─── Record set
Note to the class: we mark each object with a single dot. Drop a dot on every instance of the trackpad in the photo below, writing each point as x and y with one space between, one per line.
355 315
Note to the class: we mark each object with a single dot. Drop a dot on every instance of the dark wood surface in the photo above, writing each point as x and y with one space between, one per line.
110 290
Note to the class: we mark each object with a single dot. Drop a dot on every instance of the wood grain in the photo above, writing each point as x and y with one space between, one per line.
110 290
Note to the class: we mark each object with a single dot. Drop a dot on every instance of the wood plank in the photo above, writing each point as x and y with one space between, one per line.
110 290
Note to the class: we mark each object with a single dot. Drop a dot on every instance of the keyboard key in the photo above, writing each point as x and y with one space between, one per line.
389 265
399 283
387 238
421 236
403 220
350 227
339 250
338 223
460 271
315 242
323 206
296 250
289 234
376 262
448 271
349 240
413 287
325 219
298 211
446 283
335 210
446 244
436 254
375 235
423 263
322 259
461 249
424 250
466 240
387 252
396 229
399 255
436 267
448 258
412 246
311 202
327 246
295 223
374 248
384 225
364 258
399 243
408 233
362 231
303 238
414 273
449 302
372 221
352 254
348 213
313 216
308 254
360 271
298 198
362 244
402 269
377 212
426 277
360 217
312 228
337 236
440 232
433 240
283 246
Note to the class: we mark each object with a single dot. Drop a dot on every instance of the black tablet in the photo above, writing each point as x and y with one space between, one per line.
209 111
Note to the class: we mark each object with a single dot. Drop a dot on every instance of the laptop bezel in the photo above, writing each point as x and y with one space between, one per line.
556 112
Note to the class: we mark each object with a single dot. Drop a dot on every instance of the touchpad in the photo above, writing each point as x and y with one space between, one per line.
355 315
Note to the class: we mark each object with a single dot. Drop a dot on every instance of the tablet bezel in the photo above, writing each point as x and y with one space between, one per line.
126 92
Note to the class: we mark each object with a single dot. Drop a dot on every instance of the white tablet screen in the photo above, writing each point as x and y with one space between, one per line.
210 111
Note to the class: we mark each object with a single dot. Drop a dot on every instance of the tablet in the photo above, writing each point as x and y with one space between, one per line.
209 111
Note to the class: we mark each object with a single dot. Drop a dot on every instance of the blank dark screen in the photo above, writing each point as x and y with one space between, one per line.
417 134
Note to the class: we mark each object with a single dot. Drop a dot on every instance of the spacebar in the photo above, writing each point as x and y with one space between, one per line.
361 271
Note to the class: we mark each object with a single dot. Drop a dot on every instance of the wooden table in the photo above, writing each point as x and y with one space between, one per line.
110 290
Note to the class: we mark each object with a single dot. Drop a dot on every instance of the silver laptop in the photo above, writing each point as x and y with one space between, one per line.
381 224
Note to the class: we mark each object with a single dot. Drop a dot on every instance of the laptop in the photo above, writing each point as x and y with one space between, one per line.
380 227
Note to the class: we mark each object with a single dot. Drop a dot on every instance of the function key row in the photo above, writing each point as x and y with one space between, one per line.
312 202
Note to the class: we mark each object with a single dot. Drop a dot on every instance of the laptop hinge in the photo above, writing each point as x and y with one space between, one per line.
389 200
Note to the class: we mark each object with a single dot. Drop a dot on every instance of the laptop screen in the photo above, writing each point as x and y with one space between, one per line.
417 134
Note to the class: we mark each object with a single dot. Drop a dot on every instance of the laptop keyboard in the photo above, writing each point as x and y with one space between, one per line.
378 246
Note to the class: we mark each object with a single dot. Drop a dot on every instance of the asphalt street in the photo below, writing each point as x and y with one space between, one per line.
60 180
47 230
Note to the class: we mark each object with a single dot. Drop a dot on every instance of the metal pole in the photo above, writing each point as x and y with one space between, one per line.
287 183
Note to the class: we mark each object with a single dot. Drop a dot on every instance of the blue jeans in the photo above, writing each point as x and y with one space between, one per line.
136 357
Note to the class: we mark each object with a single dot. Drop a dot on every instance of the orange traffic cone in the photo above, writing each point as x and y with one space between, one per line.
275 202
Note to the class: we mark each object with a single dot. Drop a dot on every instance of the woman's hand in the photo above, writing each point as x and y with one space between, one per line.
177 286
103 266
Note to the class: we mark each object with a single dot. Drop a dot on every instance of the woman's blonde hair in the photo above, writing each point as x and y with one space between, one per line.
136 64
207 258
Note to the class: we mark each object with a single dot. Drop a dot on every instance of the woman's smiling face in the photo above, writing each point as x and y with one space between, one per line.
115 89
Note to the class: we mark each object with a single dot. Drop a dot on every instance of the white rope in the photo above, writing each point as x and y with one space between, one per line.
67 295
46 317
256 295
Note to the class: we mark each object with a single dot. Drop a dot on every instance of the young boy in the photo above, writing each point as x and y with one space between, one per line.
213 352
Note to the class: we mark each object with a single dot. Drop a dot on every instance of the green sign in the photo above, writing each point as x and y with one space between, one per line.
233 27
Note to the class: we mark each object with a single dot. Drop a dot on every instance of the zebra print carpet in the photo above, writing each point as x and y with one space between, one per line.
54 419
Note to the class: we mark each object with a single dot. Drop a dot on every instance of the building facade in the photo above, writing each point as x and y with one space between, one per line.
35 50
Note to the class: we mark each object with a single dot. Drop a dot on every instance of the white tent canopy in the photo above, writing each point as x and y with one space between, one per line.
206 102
──────
Problem to work on — The whole listing should be transcribed word for word.

Answer section —
Note to the class: we mark each object with a single dot. Drop a dot on every instance of the trackpad in the photo below, writing each point as x and y with one space between, one per line.
355 315
Note to the class: we mark each object with a single dot. Drop a dot on every instance of the dark wood surface in the photo above, writing each point as x and y with one space between, one per line.
110 290
Note to the class: we mark each object with a single dot. Drop a dot on every instance of the wood grain in the photo above, writing each point as x and y with one space between, one per line.
110 290
Note to the class: we mark each object with a single dot. Drop a dot on every instance of the wood plank in the photo above, writing each point as x and y with one space between, one per line.
110 290
Note to the class: we mark each object with a single dot. Drop a dot on every instance of the keyboard key in the photo above, writing each point as x and y with one space between, one per line.
389 265
399 283
387 238
421 236
403 220
350 227
339 250
338 223
460 271
315 242
323 206
296 250
289 234
376 262
448 271
349 240
413 287
325 219
298 211
446 283
335 210
446 244
436 254
375 235
423 263
322 259
461 249
424 250
466 240
387 252
396 229
399 255
436 267
448 258
412 246
311 202
327 246
295 223
374 248
384 225
364 258
399 243
408 233
362 231
303 238
414 273
449 302
372 221
352 254
348 213
313 216
308 254
360 271
298 198
362 244
402 269
377 212
426 277
360 217
312 228
337 236
440 232
433 240
283 246
Note to the class: we mark each object with a single dot. Drop a dot on every instance of the black tablet in the photo above, writing each point as x and y with one space between, one per line.
209 111
Note to the class: we mark each object with a single dot. Drop a dot on every instance of the laptop bezel in the photo above, writing each point as x and y with one space between, one per line.
556 112
Note to the class: we mark each object with a single dot. Drop a dot on every instance of the touchpad in the photo above, writing each point as x and y with one space between, one per line.
355 315
Note to the class: we mark each object with a single dot. Drop a dot on every instance of the tablet bezel in the photo above, writing each point as x and y with one space between, one per line.
126 92
Note to the class: we mark each object with a single dot. Drop a dot on every instance of the white tablet screen in the photo above, writing each point as x and y with one space between, one per line.
210 111
Note to the class: we mark each object with a single dot. Drop a dot on every instance of the tablet in the photo above, writing each point as x and y with one space between, one per line.
209 111
Note to the class: we mark each object with a single dot. Drop a dot on every instance of the blank dark screen in the photo above, writing each point as x and y with one space between, one per line.
417 134
Note to the class: we mark each object with a single dot. Drop a dot on every instance of the spacebar in the photo above, writing each point as x and y with one space between, one per line.
361 271
Note to the class: we mark each object with a single dot. Drop a dot on every instance of the wooden table in the photo above, writing each point as x and y with one space between, one per line.
110 290
Note to the class: we mark each object with a single dot. Drop a dot on every instance of the silver laptop in the photo above, writing each point as x and y with one space between, one per line.
381 224
Note to the class: we mark each object with a single dot. Drop a dot on every instance of the laptop in the photo above, writing each point as x and y with one space between, one per line.
380 227
Note to the class: we mark each object with a single dot. Drop a dot on every instance of the function key row in the photo above, writing each point as x and y with one space between, one per line.
312 202
Note to the class: we mark each object with a single dot. Drop a dot on every instance of the laptop hinge in the photo above, writing each point as x and y with one space between, one per line.
389 200
Note to the class: we mark each object with a single dot. Drop a dot on every instance of the laptop screen in the photo above, writing each point as x and y with one space between, one per line.
417 134
Note to the class: we mark each object with a single dot. Drop a dot on every instance of the laptop keyboard in the photo above, writing each point as x and y with one space between, one per line.
378 246
Note to the class: we mark each object with a single dot. Drop a dot on every instance of the asphalt street in the photo below, writing each point as x and y with one space between, one per line.
60 180
47 230
Note to the class: we mark each object with a single dot. Drop a dot on every instance of the metal pole in the photo above, writing each point as x and y with one space between, one per line.
287 183
Note to the class: we mark each object with a single dot. Drop a dot on every instance of the blue jeans in the photo above, writing each point as x and y with one space between, one per line.
136 357
Note to the class: we mark each object with a single dot. Drop a dot on every instance of the orange traffic cone in the photo above, writing each point as x and y with one space between, one per line.
275 202
Note to the class: we mark each object with a single dot. Drop a dot on every instance of the woman's hand in the photo above, writing each point as x and y with one space between, one per line.
177 286
103 266
Note to the class: we mark each object with a single dot. Drop a dot on every instance of the woman's blonde hair in the photo above, writing each point as x and y with one space between, one per line.
136 64
207 258
Note to the class: we mark each object with a single dot. Drop a dot on every instance of the woman's smiling face in the photo above, writing each point as x and y with one space between, one per line.
115 89
Note to the class: we mark each object with a single dot. Drop a dot on every instance of the white rope in the photo above, writing each point as x and y with one space between, one per line.
67 295
46 317
256 295
Note to the class: we mark each object with a single dot. Drop a dot on every instance of the young boy in the photo above, writing each point as x and y with one space between, one per line.
213 352
Note to the class: we mark each object with a single dot. Drop a dot on every instance of the green sign in the photo above, writing each point as x and y with one space between, one per line.
233 27
Note to the class: we mark each object with a single dot. Drop a dot on every instance of the zebra print carpet in the photo above, writing each point as x and y with one space between, one per line.
54 419
Note to the class: we mark each object with a single dot. Drop a dot on every instance of the building facade in the photo above, writing each point as x and y with one space between, one per line.
35 50
Note to the class: we mark each object with a single dot. Drop a dot on every instance of the white tent canopy in the photo above, writing each point as x and y with one space between, one per line.
206 102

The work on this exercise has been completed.